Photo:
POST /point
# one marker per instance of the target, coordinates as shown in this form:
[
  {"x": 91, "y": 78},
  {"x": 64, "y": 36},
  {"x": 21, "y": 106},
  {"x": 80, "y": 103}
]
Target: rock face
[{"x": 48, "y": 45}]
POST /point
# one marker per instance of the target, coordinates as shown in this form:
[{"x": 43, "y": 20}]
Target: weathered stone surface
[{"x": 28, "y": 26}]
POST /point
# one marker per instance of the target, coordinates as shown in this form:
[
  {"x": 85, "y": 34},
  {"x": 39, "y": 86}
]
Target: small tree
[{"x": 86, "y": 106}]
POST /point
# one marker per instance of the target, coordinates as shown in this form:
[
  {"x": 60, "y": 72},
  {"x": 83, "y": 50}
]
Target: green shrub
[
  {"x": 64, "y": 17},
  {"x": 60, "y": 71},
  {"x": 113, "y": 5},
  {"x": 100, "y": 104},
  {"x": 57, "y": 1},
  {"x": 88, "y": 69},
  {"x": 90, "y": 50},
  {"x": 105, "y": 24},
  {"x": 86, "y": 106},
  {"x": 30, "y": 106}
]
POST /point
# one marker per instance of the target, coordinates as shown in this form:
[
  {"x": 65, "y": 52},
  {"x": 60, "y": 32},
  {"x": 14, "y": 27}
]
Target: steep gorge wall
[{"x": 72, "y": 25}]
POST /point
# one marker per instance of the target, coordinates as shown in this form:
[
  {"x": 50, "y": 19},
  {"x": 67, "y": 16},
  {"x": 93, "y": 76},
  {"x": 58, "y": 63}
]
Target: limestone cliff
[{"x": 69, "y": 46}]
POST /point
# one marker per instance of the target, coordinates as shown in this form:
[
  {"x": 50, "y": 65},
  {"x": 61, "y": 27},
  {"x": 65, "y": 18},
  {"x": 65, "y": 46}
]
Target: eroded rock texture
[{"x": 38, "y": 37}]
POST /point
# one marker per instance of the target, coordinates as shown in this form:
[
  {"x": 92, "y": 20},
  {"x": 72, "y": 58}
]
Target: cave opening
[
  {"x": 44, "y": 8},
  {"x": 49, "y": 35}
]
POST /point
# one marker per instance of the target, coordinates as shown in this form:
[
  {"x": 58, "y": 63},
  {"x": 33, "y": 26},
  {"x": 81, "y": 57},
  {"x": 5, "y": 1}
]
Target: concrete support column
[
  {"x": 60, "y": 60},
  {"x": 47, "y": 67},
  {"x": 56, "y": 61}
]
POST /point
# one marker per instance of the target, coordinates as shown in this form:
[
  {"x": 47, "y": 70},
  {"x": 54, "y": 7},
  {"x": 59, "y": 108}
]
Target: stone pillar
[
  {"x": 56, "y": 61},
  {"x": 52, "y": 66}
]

____

GOAL
Please give back all of the records exactly as written.

RESULT OF THIS TASK
Photo:
POST /point
# one marker per instance of the target, coordinates as shown in this form:
[
  {"x": 91, "y": 78},
  {"x": 64, "y": 36},
  {"x": 21, "y": 106},
  {"x": 80, "y": 103}
]
Target: rock face
[{"x": 48, "y": 45}]
POST /point
# one marker per instance of the target, coordinates as shown in this form:
[{"x": 43, "y": 20}]
Target: weathered stone surface
[{"x": 28, "y": 26}]
POST /point
# one marker per instance of the target, coordinates as shown in this form:
[
  {"x": 85, "y": 34},
  {"x": 39, "y": 86}
]
Target: small tree
[{"x": 86, "y": 106}]
POST /point
# one marker per instance of the target, coordinates as shown in this form:
[
  {"x": 60, "y": 72},
  {"x": 83, "y": 50}
]
Target: green shrub
[
  {"x": 64, "y": 17},
  {"x": 60, "y": 71},
  {"x": 113, "y": 5},
  {"x": 100, "y": 104},
  {"x": 57, "y": 1},
  {"x": 88, "y": 69},
  {"x": 90, "y": 50},
  {"x": 105, "y": 24},
  {"x": 86, "y": 106},
  {"x": 30, "y": 106}
]
POST /point
# one marker per instance of the target, coordinates as shown in this form:
[
  {"x": 65, "y": 52},
  {"x": 60, "y": 32},
  {"x": 14, "y": 27}
]
Target: steep gorge wall
[{"x": 72, "y": 25}]
POST /point
# one marker per instance of the target, coordinates as shown in this form:
[
  {"x": 50, "y": 19},
  {"x": 67, "y": 16},
  {"x": 93, "y": 76},
  {"x": 58, "y": 63}
]
Target: limestone cliff
[{"x": 69, "y": 46}]
POST /point
# one marker per instance of the target, coordinates as shown in this form:
[
  {"x": 50, "y": 65},
  {"x": 61, "y": 27},
  {"x": 65, "y": 18},
  {"x": 65, "y": 46}
]
Target: eroded rock texture
[{"x": 38, "y": 37}]
POST /point
# one marker per instance of the target, coordinates as shown in this form:
[
  {"x": 92, "y": 20},
  {"x": 72, "y": 58}
]
Target: cave opening
[
  {"x": 44, "y": 8},
  {"x": 49, "y": 35}
]
POST /point
# one marker per instance of the target, coordinates as shown in this form:
[
  {"x": 58, "y": 63},
  {"x": 33, "y": 26},
  {"x": 81, "y": 57},
  {"x": 5, "y": 1}
]
Target: concrete support column
[
  {"x": 60, "y": 60},
  {"x": 47, "y": 67},
  {"x": 56, "y": 61}
]
POST /point
# one marker per instance of the target, coordinates as shown in this form:
[
  {"x": 47, "y": 70},
  {"x": 54, "y": 7},
  {"x": 59, "y": 108}
]
Target: stone pillar
[
  {"x": 56, "y": 61},
  {"x": 52, "y": 66}
]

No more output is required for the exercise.